(Object detection data)
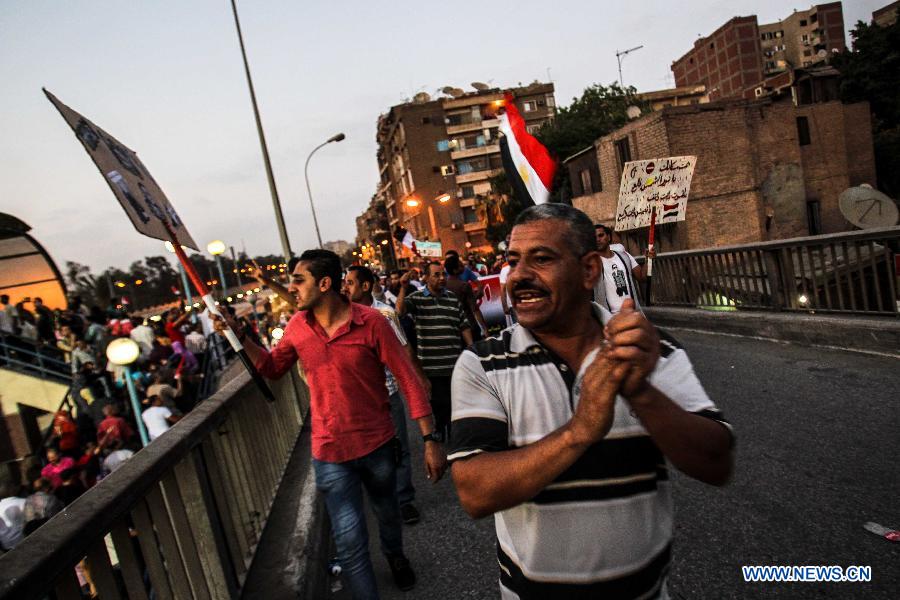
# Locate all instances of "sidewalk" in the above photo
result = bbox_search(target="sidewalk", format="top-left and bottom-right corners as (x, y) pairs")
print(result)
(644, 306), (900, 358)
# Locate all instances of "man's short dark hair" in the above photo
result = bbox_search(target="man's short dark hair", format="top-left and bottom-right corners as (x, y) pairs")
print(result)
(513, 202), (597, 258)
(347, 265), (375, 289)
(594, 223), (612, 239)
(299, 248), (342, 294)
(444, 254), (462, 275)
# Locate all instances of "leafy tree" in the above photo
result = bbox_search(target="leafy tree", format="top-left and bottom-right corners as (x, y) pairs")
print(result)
==
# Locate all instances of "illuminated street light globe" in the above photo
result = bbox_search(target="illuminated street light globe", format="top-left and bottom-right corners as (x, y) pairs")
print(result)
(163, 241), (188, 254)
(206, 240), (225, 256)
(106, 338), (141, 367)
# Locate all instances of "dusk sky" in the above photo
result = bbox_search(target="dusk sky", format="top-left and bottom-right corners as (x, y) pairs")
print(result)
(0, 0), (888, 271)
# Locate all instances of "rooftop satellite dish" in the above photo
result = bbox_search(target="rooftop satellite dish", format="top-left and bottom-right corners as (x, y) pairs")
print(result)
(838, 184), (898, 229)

#### CHALLENGE
Find every line in the entries that contains the word "photo", and copy each of those lines.

#### EXERCISE RESULT
# Locate all instances of "sidewalk" in the above photo
# Locate all instances of "man's short dark hair" in the above photo
# Locate all instances of "leafy tree" in the above photo
# Locate all instances of "illuminated street light globe" in the above photo
# Locate all instances of "dusk sky" in the above photo
# Locate all instances of "rooftop satellite dish" in the above photo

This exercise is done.